* **WHAT THE TASK REQUIRES**: Transcribe every entry verbatim; omit pictures.

* **Referring expression data**:

* * * *

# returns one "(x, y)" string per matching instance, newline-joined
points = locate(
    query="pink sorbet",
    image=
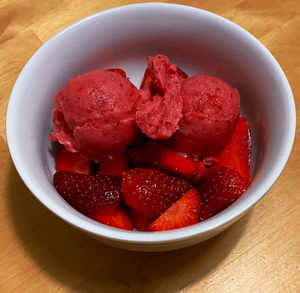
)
(211, 109)
(160, 107)
(95, 114)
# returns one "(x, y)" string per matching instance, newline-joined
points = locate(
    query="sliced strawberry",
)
(182, 213)
(151, 192)
(67, 161)
(89, 194)
(219, 187)
(117, 70)
(113, 165)
(140, 221)
(236, 154)
(119, 219)
(201, 170)
(153, 154)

* * * *

* **RESULT OF THE EXERCISE**:
# returns one "(x, y)" string per matching instance, newline-joined
points = locate(
    query="pink sorbet",
    image=
)
(211, 109)
(160, 107)
(95, 114)
# returns one "(x, y)" string per matching instance, newline-joined
points = locate(
    query="sliced strawberry",
)
(182, 213)
(151, 192)
(67, 161)
(89, 194)
(219, 187)
(117, 70)
(113, 165)
(140, 221)
(236, 154)
(119, 219)
(201, 170)
(153, 154)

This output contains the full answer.